Items listed in a dataset
********

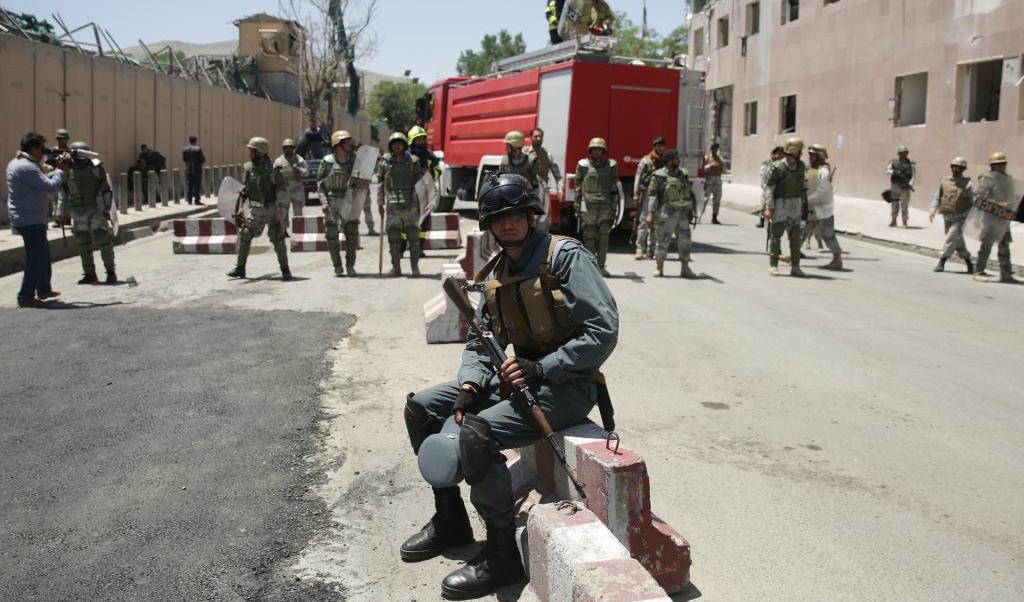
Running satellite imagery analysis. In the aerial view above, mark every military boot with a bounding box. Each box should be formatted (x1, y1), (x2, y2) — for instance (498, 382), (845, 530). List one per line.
(105, 271), (117, 284)
(281, 268), (293, 281)
(387, 264), (402, 278)
(440, 522), (524, 600)
(400, 487), (474, 563)
(973, 271), (993, 283)
(634, 248), (643, 260)
(654, 259), (664, 277)
(334, 264), (345, 277)
(902, 218), (908, 228)
(933, 257), (946, 273)
(823, 254), (843, 271)
(889, 217), (897, 228)
(790, 265), (806, 277)
(346, 263), (358, 276)
(1000, 271), (1019, 284)
(680, 261), (697, 279)
(964, 256), (975, 274)
(226, 266), (246, 279)
(711, 213), (721, 225)
(78, 273), (98, 285)
(756, 217), (765, 228)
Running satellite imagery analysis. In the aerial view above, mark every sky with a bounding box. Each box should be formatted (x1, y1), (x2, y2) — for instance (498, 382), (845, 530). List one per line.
(9, 1), (686, 83)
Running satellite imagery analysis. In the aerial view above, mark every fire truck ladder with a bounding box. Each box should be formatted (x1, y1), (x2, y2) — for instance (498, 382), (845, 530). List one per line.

********

=== Description of the task ===
Look above for the line containing "mark every sky". Return it and each line after it exactly, through the last line, and nothing more.

=== Answer section ===
Running satellite imagery analysis. In the aerial view above, mark every sky with a bounding box. Each box should be formatted (x1, y1), (x2, y2) — for instance (498, 382), (845, 530). List one per line.
(9, 1), (686, 83)
Running satellite imagery analysis. In the aerial view above, mark every fire truck ladder with a bounding box. Each box should be formatted (x1, y1), (x2, y2) — for instance (498, 382), (845, 530). List one per line.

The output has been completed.